:: TASK SET ::
**1.** In the espresso forum thread, why might the grind setting need a small adjustment after a few hours, according to garydyke1?
**2.** List every username that heads a post in the espresso forum thread.

:: GIVEN TEXT ::

★ ★ ★ ★

My technique is always the same!


----------



## chimpsinties (Jun 13, 2011)

If your grind is dodgy then this will affect distribution and this in turn could throw your tamp off.


----------



## jeebsy (May 5, 2013)

truecksuk said:


> When dialling in, do you guys actually manage to get variables spot on with each shot?
> 
> ie. 17g = 26-28g coffee in 25-30 secs?


Is this a good starting point? I'm getting a bit confused with all the numbers in this thread. Won't be starting with my machine for this first time till next week so now is a good time to get things ironed out.

Sent from my HTC One S using Tapatalk 2


----------



## truecksuk (Sep 22, 2011)

It is indeed. Again, as the guys said, it can vary depending on your coffee and taste preference.


----------



## garydyke1 (Mar 9, 2011)

truecksuk said:


> When dialling in, do you guys actually manage to get variables spot on with each shot?
> 
> ie. 17g = 26-28g coffee in 25-30 secs?
> 
> ...


If the coffee is properly rested then I can get shots within 1g output for the same dose & time. However after a few hours humidity levels might have changed in the kitchen (washing machine/oven/weather etc) and then grind setting might need a tiny tweek


----------



## Gangstarrrrr (Mar 4, 2013)

I personally think volume is a very misleading measure, especially when you consider the crema can vary so much.

I weigh in and weigh most of the time on the way out.

21-22g in, 36-42g out. The magic 1.6 ratio suggests around 35g for what I dose. I have to tell myself not to let it overrun as the amount of liquid seems so little!


----------



## MWJB (Feb 28, 2012)

Gangstarrrrr said:


> The magic 1.6 ratio suggests around 35g for what I dose. I have to tell myself not to let it overrun as the amount of liquid seems so little!


Indeed, the object is to get a good/preferable level of extraction, rather than a specific volume out. If the extraction is good, the flavour will reflect this, volume can then be adjusted by bypassing (dilution) if required...which will make it weaker/less concentrated, but retain the flavour profile.


----------



## Big Tony (Dec 18, 2012)

Sorry for the late reply... 16hr days at work!! Joy..

anyway, I'm using a rattle ware shot pitcher which measures 3oz total volume.

★ ★ ★ ★

:: RAW RECORDS ::
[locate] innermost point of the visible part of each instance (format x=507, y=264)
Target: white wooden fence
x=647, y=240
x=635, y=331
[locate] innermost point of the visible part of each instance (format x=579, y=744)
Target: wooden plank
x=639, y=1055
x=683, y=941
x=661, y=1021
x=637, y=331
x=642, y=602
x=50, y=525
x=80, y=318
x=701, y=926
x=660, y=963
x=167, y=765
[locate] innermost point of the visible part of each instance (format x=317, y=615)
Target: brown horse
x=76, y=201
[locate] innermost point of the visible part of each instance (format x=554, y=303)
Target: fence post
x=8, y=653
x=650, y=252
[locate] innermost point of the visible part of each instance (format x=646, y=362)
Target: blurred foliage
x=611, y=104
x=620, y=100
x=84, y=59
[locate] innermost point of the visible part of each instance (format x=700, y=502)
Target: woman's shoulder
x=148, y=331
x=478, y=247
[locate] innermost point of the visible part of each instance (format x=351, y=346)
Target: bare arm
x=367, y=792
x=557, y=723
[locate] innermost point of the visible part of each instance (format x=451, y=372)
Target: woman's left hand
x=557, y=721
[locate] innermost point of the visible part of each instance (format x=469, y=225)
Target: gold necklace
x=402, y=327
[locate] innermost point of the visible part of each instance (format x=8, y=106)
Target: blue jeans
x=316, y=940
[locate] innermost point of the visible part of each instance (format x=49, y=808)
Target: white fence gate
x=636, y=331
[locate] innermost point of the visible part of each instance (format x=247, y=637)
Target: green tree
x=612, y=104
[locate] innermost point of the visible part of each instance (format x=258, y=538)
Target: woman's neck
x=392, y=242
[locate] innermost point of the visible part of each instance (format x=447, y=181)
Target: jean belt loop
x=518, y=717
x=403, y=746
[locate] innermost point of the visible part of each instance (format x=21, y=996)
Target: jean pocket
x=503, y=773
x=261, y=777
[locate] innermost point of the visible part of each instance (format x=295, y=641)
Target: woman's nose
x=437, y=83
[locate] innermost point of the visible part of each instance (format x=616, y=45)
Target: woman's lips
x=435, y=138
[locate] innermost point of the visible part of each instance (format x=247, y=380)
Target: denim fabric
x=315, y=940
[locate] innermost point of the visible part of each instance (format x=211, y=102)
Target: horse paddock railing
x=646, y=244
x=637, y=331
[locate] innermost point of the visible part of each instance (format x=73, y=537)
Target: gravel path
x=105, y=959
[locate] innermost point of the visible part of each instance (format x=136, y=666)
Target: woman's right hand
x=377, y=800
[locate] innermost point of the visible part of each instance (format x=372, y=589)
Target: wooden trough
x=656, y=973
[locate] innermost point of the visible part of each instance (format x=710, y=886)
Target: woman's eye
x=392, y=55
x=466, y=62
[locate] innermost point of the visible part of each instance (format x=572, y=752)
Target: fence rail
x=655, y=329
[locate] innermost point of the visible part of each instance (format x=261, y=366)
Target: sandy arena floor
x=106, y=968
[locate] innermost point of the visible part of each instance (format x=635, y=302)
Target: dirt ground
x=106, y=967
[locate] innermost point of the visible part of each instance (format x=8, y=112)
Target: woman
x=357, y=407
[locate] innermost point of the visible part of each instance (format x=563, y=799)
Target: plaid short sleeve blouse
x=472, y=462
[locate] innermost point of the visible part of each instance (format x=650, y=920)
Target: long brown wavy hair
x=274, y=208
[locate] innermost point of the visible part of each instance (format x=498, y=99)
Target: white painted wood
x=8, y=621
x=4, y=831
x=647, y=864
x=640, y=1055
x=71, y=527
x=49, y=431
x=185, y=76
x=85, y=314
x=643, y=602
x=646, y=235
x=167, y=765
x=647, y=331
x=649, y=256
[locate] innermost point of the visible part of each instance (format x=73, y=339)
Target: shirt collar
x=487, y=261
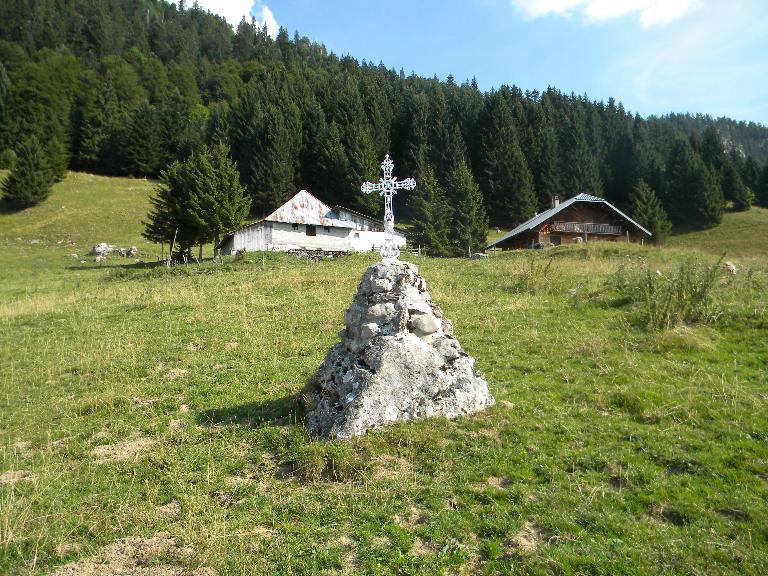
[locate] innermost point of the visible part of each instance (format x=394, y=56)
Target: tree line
x=132, y=87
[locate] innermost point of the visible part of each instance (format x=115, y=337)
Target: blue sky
x=655, y=56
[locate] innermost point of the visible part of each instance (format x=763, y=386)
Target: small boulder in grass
x=397, y=361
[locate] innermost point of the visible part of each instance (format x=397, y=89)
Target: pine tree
x=430, y=214
x=578, y=168
x=761, y=190
x=58, y=160
x=141, y=146
x=542, y=155
x=712, y=150
x=169, y=219
x=29, y=183
x=750, y=173
x=507, y=181
x=470, y=223
x=648, y=211
x=218, y=203
x=735, y=190
x=693, y=192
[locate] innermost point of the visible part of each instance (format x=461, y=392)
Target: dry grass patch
x=410, y=518
x=528, y=540
x=135, y=556
x=391, y=467
x=127, y=450
x=422, y=548
x=176, y=373
x=13, y=476
x=170, y=510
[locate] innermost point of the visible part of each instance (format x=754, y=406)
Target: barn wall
x=284, y=237
x=362, y=241
x=362, y=223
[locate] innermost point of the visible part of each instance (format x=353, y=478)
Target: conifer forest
x=123, y=87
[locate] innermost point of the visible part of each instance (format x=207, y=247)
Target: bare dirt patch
x=127, y=450
x=135, y=556
x=13, y=476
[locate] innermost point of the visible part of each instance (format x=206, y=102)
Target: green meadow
x=143, y=405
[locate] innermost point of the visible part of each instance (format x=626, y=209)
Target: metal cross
x=388, y=187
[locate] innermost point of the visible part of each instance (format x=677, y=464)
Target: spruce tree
x=218, y=203
x=735, y=190
x=648, y=211
x=578, y=168
x=712, y=150
x=58, y=160
x=750, y=173
x=141, y=144
x=507, y=181
x=470, y=223
x=761, y=190
x=430, y=214
x=693, y=193
x=169, y=217
x=29, y=183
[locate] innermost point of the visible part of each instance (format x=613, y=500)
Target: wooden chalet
x=583, y=218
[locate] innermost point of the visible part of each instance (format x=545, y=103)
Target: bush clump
x=664, y=300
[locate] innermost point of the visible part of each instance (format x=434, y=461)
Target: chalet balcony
x=586, y=227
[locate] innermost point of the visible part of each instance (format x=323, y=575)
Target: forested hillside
x=126, y=87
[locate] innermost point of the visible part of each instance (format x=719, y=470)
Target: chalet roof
x=547, y=214
x=304, y=208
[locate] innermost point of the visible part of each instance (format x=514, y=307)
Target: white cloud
x=650, y=11
x=234, y=10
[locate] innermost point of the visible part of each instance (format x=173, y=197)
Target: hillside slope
x=151, y=420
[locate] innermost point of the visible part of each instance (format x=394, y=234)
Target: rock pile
x=102, y=249
x=397, y=361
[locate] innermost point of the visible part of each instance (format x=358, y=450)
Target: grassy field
x=151, y=422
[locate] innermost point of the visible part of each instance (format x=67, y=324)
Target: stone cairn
x=397, y=361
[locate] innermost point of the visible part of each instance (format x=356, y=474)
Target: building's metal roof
x=547, y=214
x=304, y=208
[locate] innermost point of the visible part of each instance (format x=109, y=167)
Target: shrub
x=666, y=300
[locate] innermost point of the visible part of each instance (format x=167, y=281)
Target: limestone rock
x=397, y=361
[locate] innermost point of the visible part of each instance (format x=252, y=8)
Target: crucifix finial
x=387, y=187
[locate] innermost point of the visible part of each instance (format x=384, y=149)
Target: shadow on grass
x=280, y=412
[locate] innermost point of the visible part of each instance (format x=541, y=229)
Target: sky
x=654, y=56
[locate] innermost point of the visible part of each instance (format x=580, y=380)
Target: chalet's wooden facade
x=583, y=218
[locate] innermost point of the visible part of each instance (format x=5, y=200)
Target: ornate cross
x=388, y=187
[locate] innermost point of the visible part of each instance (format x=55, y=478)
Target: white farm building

★ ★ ★ ★

:: ANSWERS FOR THIS EXERCISE ::
**1.** Humidity levels in the kitchen may have changed over those hours, due to things such as the washing machine, the oven or the weather.

**2.** chimpsinties, jeebsy, truecksuk, garydyke1, Gangstarrrrr, MWJB, Big Tony